▶ **TASK TO COMPLETE**
From the entries below, copy exactly the lines from the one that contains "task | drop a pin on each instance of the power" through the one that contains "target | gray rock face", both included, and only those.

▶ **STORED DATA**
▬▬▬▬▬▬

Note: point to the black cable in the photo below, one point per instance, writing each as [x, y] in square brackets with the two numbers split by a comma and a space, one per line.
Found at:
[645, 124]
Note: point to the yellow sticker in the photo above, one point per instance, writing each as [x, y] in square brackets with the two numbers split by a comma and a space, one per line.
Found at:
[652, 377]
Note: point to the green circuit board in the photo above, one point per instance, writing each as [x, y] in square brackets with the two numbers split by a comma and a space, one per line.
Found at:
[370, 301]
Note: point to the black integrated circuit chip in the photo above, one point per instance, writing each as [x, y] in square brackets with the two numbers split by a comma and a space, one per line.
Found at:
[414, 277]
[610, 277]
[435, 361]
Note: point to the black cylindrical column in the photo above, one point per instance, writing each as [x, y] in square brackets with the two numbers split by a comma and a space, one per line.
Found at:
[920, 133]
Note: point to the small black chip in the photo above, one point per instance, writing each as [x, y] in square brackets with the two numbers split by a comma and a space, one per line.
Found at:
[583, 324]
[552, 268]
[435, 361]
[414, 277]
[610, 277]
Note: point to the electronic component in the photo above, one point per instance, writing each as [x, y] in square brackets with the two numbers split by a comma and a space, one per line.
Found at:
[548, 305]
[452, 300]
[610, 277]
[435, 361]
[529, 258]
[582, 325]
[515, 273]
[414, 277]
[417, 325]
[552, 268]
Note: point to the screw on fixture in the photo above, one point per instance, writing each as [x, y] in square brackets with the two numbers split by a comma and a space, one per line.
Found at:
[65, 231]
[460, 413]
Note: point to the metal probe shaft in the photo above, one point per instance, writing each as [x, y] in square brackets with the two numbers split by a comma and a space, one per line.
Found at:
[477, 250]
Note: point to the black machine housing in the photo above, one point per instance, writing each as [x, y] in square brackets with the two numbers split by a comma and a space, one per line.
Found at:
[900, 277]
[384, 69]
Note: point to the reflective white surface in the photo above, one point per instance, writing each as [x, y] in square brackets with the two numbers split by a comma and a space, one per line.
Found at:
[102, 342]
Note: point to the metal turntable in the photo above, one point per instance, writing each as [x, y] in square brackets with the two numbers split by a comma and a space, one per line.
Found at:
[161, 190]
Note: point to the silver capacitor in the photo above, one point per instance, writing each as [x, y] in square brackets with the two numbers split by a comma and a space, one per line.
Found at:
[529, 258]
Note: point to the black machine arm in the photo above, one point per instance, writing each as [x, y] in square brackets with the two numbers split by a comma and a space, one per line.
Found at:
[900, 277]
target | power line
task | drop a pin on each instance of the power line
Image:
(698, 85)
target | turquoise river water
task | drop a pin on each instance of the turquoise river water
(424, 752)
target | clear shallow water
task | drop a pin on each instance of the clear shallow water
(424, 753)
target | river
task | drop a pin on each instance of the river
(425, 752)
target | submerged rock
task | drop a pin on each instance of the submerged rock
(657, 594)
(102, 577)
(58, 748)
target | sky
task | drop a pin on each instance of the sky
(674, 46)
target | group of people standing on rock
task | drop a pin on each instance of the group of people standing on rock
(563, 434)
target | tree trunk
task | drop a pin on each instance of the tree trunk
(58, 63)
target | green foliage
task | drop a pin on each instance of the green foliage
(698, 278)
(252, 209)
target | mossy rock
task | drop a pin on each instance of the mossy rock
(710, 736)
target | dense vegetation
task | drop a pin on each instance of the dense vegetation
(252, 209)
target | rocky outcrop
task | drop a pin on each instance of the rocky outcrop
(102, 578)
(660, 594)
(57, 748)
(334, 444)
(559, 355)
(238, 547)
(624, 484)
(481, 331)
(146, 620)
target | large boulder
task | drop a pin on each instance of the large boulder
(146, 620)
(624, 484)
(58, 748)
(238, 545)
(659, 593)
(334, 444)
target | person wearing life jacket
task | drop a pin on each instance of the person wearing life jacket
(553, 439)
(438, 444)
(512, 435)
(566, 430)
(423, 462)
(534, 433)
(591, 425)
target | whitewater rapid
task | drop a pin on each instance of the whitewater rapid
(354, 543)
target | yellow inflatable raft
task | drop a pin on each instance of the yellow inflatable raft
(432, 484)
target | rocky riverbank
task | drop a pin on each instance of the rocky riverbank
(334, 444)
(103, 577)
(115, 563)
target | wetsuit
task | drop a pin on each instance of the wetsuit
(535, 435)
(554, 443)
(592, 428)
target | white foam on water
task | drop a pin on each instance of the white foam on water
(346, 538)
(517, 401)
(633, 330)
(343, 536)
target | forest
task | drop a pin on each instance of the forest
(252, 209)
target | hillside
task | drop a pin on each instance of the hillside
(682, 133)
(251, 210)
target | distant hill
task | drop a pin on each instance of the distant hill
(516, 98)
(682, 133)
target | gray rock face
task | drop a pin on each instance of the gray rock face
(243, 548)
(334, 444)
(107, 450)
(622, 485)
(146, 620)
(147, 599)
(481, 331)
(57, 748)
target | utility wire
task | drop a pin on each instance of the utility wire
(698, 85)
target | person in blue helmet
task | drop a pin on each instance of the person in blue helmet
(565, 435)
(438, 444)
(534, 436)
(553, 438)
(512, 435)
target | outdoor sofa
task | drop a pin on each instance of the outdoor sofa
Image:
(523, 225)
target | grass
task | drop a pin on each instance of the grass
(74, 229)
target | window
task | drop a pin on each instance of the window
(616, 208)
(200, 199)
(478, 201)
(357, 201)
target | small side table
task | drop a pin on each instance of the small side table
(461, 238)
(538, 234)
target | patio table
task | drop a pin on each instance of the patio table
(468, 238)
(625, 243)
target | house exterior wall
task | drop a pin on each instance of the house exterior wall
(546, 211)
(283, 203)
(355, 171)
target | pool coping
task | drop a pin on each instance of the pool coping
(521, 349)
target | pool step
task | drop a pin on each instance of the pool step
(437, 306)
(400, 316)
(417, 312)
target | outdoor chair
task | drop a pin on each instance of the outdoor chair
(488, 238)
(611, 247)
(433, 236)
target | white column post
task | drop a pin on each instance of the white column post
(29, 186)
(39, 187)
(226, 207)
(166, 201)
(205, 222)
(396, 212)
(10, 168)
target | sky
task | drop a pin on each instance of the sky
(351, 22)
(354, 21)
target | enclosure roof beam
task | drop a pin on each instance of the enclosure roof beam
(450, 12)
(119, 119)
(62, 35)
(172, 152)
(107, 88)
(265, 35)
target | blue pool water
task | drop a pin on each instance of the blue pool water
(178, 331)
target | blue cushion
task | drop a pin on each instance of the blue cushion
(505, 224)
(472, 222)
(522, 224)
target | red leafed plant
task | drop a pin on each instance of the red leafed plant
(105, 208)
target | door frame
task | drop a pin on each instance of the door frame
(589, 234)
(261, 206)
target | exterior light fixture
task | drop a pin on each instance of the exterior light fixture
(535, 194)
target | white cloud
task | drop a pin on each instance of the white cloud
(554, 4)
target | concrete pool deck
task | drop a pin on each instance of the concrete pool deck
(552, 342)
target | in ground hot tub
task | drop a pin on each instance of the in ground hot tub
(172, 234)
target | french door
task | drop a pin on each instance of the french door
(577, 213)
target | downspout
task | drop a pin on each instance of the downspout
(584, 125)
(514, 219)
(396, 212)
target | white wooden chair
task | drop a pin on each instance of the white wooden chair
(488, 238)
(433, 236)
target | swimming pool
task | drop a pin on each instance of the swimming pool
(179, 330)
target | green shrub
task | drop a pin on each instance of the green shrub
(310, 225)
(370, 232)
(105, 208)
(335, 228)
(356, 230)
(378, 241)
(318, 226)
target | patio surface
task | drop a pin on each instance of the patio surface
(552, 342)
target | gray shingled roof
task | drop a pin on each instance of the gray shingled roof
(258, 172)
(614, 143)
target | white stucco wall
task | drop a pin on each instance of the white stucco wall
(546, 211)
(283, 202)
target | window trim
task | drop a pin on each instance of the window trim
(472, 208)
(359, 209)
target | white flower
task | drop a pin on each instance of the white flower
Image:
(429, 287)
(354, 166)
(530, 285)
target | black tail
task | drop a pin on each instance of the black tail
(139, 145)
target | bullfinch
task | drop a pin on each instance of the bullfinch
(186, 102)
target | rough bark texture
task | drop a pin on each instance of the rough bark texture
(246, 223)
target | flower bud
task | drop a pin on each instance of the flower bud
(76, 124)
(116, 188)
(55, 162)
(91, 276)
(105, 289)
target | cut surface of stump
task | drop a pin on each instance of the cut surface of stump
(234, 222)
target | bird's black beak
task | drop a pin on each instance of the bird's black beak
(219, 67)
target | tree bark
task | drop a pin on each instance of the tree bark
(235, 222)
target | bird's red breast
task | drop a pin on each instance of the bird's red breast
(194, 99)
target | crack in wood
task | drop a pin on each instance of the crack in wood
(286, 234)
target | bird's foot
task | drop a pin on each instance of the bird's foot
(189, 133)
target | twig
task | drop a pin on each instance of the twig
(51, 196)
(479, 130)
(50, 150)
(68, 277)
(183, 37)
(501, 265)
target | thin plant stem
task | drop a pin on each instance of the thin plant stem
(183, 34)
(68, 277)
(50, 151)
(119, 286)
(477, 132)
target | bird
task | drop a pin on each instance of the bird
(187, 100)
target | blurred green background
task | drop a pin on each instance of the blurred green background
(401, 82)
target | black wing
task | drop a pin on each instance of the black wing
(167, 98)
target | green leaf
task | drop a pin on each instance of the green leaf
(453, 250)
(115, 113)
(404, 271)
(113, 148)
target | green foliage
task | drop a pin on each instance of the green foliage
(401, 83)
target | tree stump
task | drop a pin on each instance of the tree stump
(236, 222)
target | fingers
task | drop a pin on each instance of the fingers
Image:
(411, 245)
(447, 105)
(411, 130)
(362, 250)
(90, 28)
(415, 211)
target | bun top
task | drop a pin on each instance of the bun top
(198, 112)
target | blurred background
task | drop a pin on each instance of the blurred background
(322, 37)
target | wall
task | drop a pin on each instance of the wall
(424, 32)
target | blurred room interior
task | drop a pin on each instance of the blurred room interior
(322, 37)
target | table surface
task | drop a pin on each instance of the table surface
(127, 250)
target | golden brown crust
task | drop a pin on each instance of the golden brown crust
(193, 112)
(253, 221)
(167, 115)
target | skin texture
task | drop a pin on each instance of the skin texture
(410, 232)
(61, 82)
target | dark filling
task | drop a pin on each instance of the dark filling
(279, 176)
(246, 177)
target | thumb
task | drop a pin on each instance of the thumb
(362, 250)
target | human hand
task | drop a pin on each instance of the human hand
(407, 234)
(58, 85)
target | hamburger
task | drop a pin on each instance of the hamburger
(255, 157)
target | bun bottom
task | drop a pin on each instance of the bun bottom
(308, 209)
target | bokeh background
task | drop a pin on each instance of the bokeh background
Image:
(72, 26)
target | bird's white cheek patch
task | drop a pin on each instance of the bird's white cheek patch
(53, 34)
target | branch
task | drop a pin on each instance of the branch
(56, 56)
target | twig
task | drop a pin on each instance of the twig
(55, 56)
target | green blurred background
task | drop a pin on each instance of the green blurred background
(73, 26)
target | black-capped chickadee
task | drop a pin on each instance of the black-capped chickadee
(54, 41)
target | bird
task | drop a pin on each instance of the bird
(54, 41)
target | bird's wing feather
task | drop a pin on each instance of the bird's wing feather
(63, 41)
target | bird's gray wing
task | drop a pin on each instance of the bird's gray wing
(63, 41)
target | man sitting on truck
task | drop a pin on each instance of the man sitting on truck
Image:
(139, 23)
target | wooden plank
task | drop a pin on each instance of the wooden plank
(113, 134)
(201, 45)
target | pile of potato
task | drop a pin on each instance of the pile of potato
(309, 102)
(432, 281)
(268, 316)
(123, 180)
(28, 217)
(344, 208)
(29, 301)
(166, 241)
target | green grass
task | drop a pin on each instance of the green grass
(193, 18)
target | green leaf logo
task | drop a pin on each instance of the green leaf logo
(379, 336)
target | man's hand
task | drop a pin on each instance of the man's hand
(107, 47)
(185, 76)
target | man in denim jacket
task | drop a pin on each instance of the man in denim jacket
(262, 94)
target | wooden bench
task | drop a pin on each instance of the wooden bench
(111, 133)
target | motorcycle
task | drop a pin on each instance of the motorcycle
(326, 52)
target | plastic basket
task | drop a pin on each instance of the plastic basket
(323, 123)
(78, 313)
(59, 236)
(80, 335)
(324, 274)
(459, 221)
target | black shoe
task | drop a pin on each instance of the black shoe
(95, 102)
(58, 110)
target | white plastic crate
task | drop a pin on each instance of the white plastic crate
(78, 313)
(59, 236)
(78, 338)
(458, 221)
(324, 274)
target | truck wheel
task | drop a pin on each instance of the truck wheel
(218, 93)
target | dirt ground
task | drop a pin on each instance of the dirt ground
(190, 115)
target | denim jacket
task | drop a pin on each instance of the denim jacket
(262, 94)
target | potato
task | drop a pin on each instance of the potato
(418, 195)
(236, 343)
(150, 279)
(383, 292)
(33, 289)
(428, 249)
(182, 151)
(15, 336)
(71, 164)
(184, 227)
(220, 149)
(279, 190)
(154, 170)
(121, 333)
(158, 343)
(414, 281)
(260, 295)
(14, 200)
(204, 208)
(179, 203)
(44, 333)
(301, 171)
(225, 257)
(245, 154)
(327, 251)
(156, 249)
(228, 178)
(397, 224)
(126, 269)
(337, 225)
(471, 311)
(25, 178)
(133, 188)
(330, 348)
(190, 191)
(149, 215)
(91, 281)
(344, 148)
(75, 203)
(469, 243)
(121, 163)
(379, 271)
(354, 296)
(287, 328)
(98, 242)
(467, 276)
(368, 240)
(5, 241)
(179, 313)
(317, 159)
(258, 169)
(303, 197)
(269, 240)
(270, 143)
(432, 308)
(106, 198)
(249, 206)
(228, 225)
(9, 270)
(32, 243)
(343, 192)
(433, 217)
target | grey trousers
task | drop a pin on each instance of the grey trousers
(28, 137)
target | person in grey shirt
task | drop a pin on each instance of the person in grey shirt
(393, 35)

▬▬▬▬▬▬

▶ **SOLUTION**
task | drop a pin on each instance of the power line
Image:
(698, 85)
target | turquoise river water
task | drop a pin on each instance of the turquoise river water
(424, 752)
target | clear shallow water
task | drop a pin on each instance of the clear shallow water
(424, 753)
target | river
task | drop a pin on each instance of the river
(425, 752)
target | submerged rock
task | drop a pin on each instance of the submerged rock
(657, 594)
(102, 577)
(58, 748)
target | sky
task | drop a pin on each instance of the sky
(674, 46)
target | group of people standing on rock
task | drop a pin on each instance of the group of people standing on rock
(563, 434)
target | tree trunk
task | drop a pin on each instance of the tree trunk
(58, 63)
target | green foliage
task | drop a pin on each instance of the green foliage
(698, 278)
(252, 209)
target | mossy rock
task | drop a pin on each instance of the mossy rock
(710, 736)
target | dense vegetation
task | drop a pin on each instance of the dense vegetation
(252, 209)
target | rocky outcrop
task | drop a pin on each instance of the rocky outcrop
(102, 578)
(660, 594)
(57, 748)
(334, 444)
(559, 355)
(238, 547)
(624, 484)
(481, 331)
(146, 620)
target | large boulder
task | drop a pin on each instance of the large boulder
(146, 620)
(624, 484)
(58, 748)
(238, 545)
(659, 593)
(334, 444)
target | person wearing life jacket
task | drop a pin on each instance of the person wearing life jacket
(553, 439)
(438, 444)
(512, 435)
(566, 430)
(423, 462)
(534, 433)
(591, 425)
target | whitewater rapid
task | drop a pin on each instance of the whitewater rapid
(354, 543)
target | yellow inflatable raft
task | drop a pin on each instance of the yellow inflatable raft
(432, 484)
target | rocky riverbank
task | drop a pin on each instance of the rocky riverbank
(334, 444)
(103, 577)
(115, 563)
target | wetsuit
task | drop a pin on each instance of the wetsuit
(535, 435)
(554, 443)
(592, 428)
target | white foam on water
task | drop a pin on each instance of the white foam on water
(346, 538)
(517, 401)
(633, 330)
(343, 536)
target | forest
task | drop a pin on each instance of the forest
(252, 209)
target | hillside
task | drop a pin on each instance of the hillside
(682, 133)
(251, 210)
target | distant hill
task | drop a pin on each instance of the distant hill
(516, 98)
(682, 133)
target | gray rock face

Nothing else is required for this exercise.